EXERCISES:
a) Translate this sentence from the Anek project description below into German: "Anek finds those failures before your users do."
b) Answer these questions using the Anek project description below.
(i) What does Anek use as a judge to evaluate outcomes?
(ii) In the password reset scenario, what must the response time be under?
(iii) What URL is passed to the --agent option in the run command?

SOURCE PASSAGE:
Persona-based testing framework for AI agents
Project description
Anek
Persona-based testing framework for AI agents.
Agents are not APIs. A structured input/output test will pass for every user — but your agent will fail Maria Garcia when she writes "hola can you help me i need change my password" and succeed for the neutral English baseline. Anek finds those failures before your users do.
Anek simulates realistic user personas interacting with your agent via Gherkin .feature files and uses Claude as a judge to evaluate outcomes — no code required to write tests.
Feature: Password Reset Flow
@all_personas
Scenario: User initiates password reset
When the user says "I can't log into my account"
Then the response should contain "password"
And the response should not contain "SSO"
When the user says "I forgot my password and need to reset it"
Then the response should contain "email"
And the response time should be under 5000ms
When the user says "I got the reset email, what do I do now?"
Then the goal should be achieved with "Agent guided the user through password reset without jargon"
Run it:
$ anek run features/password_reset.feature --agent http://localhost:8080/chat
Feature: Password Reset Flow
──────────────────────────────────────────────────────────────
Scenario: User initiates password reset | persona: maria_garcia | PASS
Background
Given the agent is available at "http://localhost:8080/health" ✓
When the user says "I can't log into my account"

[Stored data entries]
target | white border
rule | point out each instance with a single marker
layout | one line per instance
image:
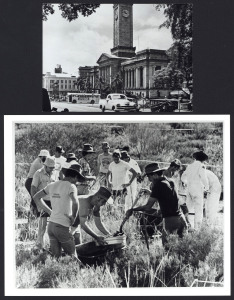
(9, 196)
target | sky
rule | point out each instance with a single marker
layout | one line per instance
(81, 42)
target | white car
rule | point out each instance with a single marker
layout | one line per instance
(117, 102)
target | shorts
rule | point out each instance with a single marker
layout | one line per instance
(60, 237)
(43, 213)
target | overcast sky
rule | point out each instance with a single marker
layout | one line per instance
(81, 42)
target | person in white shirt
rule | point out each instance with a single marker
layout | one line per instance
(132, 189)
(59, 162)
(196, 179)
(103, 162)
(65, 206)
(213, 197)
(117, 171)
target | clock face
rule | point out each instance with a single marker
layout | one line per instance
(125, 13)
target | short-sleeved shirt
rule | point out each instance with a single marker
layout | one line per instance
(59, 193)
(86, 209)
(119, 174)
(41, 179)
(36, 165)
(134, 165)
(163, 190)
(59, 164)
(104, 162)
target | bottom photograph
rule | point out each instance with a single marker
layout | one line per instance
(117, 204)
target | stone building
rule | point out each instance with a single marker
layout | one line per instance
(136, 70)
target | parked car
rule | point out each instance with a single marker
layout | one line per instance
(117, 102)
(179, 93)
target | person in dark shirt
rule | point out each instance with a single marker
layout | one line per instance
(163, 192)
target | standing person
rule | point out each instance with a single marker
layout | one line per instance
(87, 156)
(117, 171)
(71, 160)
(65, 206)
(90, 205)
(196, 179)
(103, 162)
(132, 189)
(164, 193)
(36, 165)
(59, 162)
(41, 179)
(213, 197)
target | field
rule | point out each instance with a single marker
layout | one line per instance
(198, 256)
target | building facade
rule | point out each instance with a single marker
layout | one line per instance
(134, 70)
(59, 84)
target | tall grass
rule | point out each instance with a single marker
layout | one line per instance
(197, 255)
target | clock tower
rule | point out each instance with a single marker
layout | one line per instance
(123, 31)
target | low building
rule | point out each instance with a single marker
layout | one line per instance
(59, 84)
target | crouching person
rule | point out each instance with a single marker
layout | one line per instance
(65, 206)
(164, 193)
(90, 205)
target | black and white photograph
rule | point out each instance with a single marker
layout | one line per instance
(132, 58)
(123, 207)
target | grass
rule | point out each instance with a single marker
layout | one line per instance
(198, 255)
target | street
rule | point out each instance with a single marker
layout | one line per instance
(74, 107)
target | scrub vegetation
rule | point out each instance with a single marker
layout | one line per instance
(199, 255)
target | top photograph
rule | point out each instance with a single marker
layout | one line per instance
(112, 58)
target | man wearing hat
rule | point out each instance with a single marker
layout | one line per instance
(41, 179)
(164, 193)
(87, 156)
(132, 189)
(64, 203)
(59, 161)
(71, 160)
(36, 165)
(118, 170)
(103, 162)
(90, 206)
(196, 179)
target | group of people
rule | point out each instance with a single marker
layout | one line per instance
(60, 189)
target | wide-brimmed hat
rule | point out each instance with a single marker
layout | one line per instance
(105, 145)
(71, 156)
(88, 148)
(44, 152)
(175, 163)
(104, 192)
(77, 168)
(59, 149)
(116, 153)
(153, 168)
(49, 162)
(124, 155)
(200, 155)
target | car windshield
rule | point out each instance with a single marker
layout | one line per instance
(119, 97)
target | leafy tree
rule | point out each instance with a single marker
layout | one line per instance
(179, 20)
(70, 12)
(168, 78)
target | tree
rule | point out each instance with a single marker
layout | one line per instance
(168, 78)
(179, 20)
(69, 11)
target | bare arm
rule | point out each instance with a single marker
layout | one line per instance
(100, 225)
(40, 202)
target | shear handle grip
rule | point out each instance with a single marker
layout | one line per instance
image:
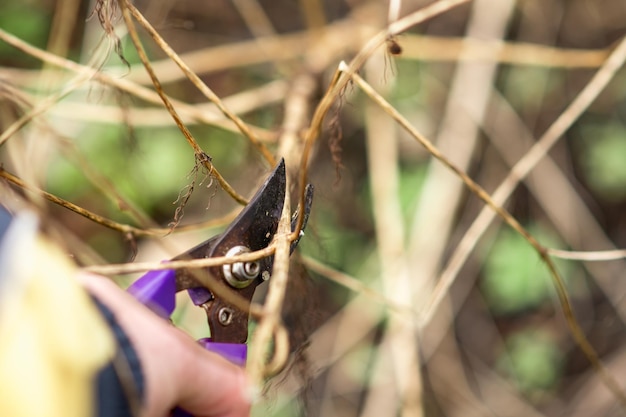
(157, 290)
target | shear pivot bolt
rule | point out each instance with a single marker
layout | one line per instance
(225, 316)
(241, 274)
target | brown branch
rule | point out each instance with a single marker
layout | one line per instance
(193, 77)
(566, 306)
(201, 157)
(111, 224)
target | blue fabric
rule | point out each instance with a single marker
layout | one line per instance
(111, 395)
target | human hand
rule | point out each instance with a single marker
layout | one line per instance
(177, 371)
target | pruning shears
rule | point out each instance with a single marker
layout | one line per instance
(252, 230)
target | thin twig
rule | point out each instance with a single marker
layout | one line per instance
(589, 256)
(201, 157)
(111, 224)
(193, 77)
(122, 84)
(338, 84)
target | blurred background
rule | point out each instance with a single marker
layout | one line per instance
(483, 81)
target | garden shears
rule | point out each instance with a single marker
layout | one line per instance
(252, 230)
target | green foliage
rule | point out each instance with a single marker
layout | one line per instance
(604, 159)
(533, 360)
(515, 278)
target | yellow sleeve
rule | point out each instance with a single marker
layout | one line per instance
(53, 340)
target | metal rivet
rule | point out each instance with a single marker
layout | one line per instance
(225, 316)
(240, 274)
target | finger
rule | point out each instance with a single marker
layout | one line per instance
(212, 386)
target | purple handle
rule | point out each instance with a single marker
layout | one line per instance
(157, 290)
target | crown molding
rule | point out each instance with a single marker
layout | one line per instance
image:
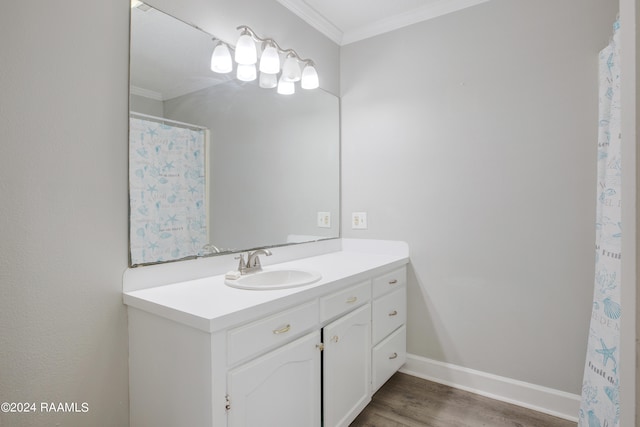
(313, 18)
(425, 13)
(152, 94)
(322, 24)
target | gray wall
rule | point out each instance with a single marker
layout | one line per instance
(482, 157)
(63, 186)
(63, 191)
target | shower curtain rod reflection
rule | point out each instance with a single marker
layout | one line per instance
(166, 121)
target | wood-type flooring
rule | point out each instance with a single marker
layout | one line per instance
(408, 401)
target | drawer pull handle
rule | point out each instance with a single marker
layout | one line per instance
(282, 330)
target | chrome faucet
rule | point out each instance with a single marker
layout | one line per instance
(253, 261)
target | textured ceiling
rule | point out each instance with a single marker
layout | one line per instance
(347, 21)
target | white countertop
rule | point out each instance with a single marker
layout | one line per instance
(210, 305)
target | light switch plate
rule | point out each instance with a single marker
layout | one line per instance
(324, 219)
(359, 220)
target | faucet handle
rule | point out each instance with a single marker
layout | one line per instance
(241, 264)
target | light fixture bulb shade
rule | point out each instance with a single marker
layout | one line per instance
(246, 52)
(286, 87)
(268, 81)
(270, 60)
(310, 78)
(221, 59)
(246, 72)
(291, 70)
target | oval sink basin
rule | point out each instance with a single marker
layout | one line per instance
(274, 279)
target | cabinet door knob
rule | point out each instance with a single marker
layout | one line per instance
(282, 330)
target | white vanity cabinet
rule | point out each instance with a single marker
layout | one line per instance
(282, 387)
(313, 359)
(389, 331)
(346, 359)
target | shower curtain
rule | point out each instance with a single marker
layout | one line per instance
(600, 403)
(168, 212)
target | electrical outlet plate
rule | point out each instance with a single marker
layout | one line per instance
(359, 220)
(324, 219)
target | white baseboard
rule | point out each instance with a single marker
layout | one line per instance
(547, 400)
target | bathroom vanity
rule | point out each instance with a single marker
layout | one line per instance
(203, 353)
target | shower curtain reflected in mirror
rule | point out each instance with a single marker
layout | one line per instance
(600, 404)
(168, 202)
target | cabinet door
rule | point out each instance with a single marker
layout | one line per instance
(346, 367)
(281, 388)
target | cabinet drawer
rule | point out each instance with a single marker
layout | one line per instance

ANSWERS TO THE EXERCISES:
a) Anek findet diese Fehler, bevor Ihre Nutzer es tun.

b)
(i) Claude
(ii) 5000ms
(iii) http://localhost:8080/chat